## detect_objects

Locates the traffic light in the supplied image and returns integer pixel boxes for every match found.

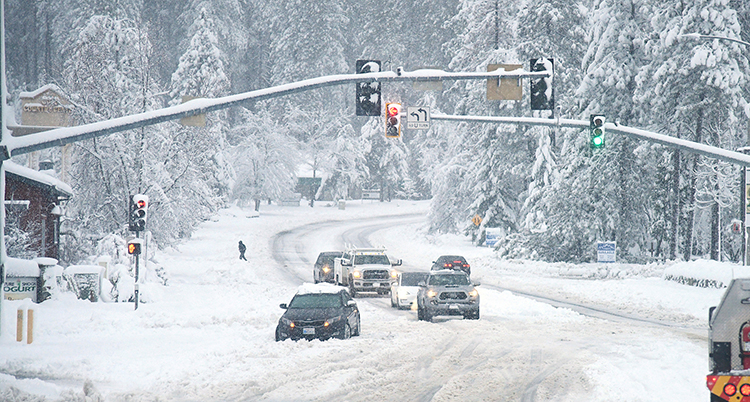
[385,103,401,138]
[128,194,148,232]
[589,114,607,149]
[355,60,381,116]
[128,239,141,255]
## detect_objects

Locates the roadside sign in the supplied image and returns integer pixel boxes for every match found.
[596,241,617,262]
[406,106,430,130]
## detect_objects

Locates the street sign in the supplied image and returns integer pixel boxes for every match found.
[487,64,523,101]
[596,241,617,262]
[406,106,430,130]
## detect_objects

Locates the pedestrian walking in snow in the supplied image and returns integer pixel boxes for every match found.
[240,240,247,261]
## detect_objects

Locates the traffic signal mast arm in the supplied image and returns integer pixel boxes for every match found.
[430,113,750,166]
[0,69,551,159]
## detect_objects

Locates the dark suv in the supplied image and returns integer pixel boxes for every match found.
[276,283,360,342]
[313,251,344,283]
[431,255,471,276]
[417,269,479,321]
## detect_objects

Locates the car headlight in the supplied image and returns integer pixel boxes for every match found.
[323,316,344,327]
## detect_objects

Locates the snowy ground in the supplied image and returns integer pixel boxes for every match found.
[0,201,740,401]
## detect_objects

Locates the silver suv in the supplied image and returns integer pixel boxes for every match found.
[417,269,479,321]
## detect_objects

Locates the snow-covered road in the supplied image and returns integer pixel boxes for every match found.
[0,201,721,401]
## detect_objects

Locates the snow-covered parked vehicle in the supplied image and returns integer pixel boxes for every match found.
[276,283,360,342]
[706,278,750,402]
[417,269,479,321]
[333,246,401,297]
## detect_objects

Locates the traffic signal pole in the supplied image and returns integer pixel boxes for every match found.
[431,114,750,166]
[0,68,552,159]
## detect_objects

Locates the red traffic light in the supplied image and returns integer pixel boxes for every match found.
======
§ **수행 과제**: 위 항목을 모두 다시 쓰되 "supplied image"를 "provided image"(으)로 맞바꾸고 나머지는 그대로 두시오. 그림은 답에 넣지 마시오.

§ **정답**:
## detect_objects

Locates the traffic light in the provided image and returns integer pixel boxes for every match found.

[385,103,401,138]
[128,194,148,232]
[589,114,607,149]
[355,60,381,116]
[128,239,141,255]
## detect_objects

Locates the roadside sign in the provided image and returns integer pixel boxes for every match found.
[596,241,617,262]
[406,106,430,130]
## detect_objects

Locates the street sign in the provided image and returns integer pixel boxes for every match found.
[487,64,523,101]
[596,241,617,262]
[406,106,430,130]
## detect_objects

Locates the pedestrian walking in snow in the provided image and returns integer pixel boxes for every match found.
[240,240,247,261]
## detect_objects

Locates the traffic signal mast arm in the provided image and returns integer pixel boxes for every match found.
[430,113,750,166]
[0,69,551,159]
## detect_objects

Locates the dark suv in the provided image and returns integer pixel boxes for every match found.
[276,283,360,342]
[313,251,344,283]
[431,255,471,276]
[417,269,479,321]
## detect_objects

Locates the car headlight in the provided image and returns integer pixel boxes for every match found.
[323,316,344,327]
## detect_objects

Locates the snowy ground in the provided image and returns integer pixel boxes for every match found.
[0,201,740,401]
## detect_objects

Locates the silver suv in the provided image and returns integer pixel boxes for every match found.
[417,269,479,321]
## detect_objects

Locates the snow-covered road in the provided image and returns integer pixel boxes for every match found.
[0,201,721,401]
## detect_objects

Locates the snow-covered parked vehicle in the provided image and returns integer pixel boxes for every match found.
[276,283,360,342]
[706,278,750,402]
[417,269,479,321]
[333,246,401,297]
## detect_objects

Locates the traffic signal pole in the provided image and returns integer pixel boxes for every match found.
[431,114,750,166]
[0,68,552,159]
## detect_objects

Locates the red traffic light in the provided image and returns integer pixel boxes for every match found.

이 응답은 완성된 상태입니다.